INFORMATION PROVIDED Start Marker
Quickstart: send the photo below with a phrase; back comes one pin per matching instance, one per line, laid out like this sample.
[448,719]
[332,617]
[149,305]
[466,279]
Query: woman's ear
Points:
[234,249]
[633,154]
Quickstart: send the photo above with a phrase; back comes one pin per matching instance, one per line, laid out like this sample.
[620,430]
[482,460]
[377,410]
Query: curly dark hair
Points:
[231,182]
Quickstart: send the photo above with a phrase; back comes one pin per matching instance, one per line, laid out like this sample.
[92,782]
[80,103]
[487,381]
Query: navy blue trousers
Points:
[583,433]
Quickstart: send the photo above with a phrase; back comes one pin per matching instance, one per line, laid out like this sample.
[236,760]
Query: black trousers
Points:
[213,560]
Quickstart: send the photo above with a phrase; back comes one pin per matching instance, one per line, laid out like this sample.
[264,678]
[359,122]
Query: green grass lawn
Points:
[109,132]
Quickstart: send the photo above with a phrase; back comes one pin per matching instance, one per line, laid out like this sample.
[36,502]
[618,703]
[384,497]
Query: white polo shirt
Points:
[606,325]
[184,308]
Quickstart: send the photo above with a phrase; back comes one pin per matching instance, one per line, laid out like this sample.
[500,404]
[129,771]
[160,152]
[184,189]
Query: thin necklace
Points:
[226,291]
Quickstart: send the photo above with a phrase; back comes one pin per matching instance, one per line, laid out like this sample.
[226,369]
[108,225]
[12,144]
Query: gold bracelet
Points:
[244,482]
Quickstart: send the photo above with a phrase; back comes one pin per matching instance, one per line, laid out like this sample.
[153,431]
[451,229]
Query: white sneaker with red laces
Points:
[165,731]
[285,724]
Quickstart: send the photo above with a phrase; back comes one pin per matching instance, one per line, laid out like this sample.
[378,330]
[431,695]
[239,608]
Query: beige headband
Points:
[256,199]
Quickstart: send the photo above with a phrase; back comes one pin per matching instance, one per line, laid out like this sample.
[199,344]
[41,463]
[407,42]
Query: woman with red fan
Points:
INFORMATION PROVIDED End Marker
**ASSIGNED TASK**
Filter the listing so that only lines holding the word "woman" remain, and copy those lines.

**RESULT OF THE TASK**
Query: woman's ear
Query: woman with red fan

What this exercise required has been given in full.